[BEGIN Record extracts]

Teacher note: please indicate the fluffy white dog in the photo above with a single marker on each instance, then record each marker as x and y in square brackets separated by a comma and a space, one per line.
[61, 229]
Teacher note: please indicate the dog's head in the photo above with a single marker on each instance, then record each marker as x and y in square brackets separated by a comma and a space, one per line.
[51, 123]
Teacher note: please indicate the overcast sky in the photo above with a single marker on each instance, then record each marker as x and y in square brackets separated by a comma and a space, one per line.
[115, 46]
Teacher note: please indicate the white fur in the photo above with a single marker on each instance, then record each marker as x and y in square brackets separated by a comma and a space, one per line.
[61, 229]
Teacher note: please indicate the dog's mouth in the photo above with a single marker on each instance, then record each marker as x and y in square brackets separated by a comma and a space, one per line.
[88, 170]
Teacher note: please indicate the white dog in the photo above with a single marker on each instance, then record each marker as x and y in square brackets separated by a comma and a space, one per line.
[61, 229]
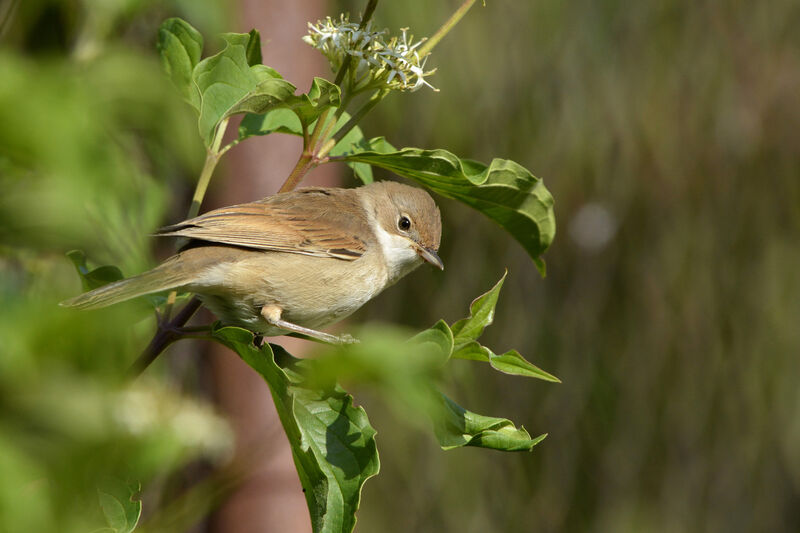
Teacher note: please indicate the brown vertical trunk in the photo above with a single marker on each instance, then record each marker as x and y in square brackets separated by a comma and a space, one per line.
[270, 498]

[END Record extracts]

Set task — Copy the rows word for word, starting with the line that contains "Teacher note: please indicate the overcast" and continuing through the end of the rows. Leave the pictures out of your copy.

Complete response —
Teacher note: please indicate the overcast sky in the photo above with a single marker on each instance, then record each marker as x and y in square brackets separated by a comma and a space, one per line.
[115, 46]
Teacher note: please indicate the white fur in the photo above with a single marker on each instance, then record each marker as x and y in square brackets separated by a comma and a space, one per line.
[61, 229]
Teacher note: please indicate the dog's mouth in the photo above with a single marker on each instance, then record each marker as x and y in square brackets separated by a comma and a space, one per line.
[88, 170]
Teacher note: please indicate the white dog in the photo above with a single marker on each instance, then record each marker as x and y in square brackets separated by a comma and a space, one per line.
[61, 229]
Teacher note: please indicate the brown vertical trunk in the photo above with a single marker on each instance, then record each marker as x and y in square brackets separated by a comma and a space, one per line.
[270, 498]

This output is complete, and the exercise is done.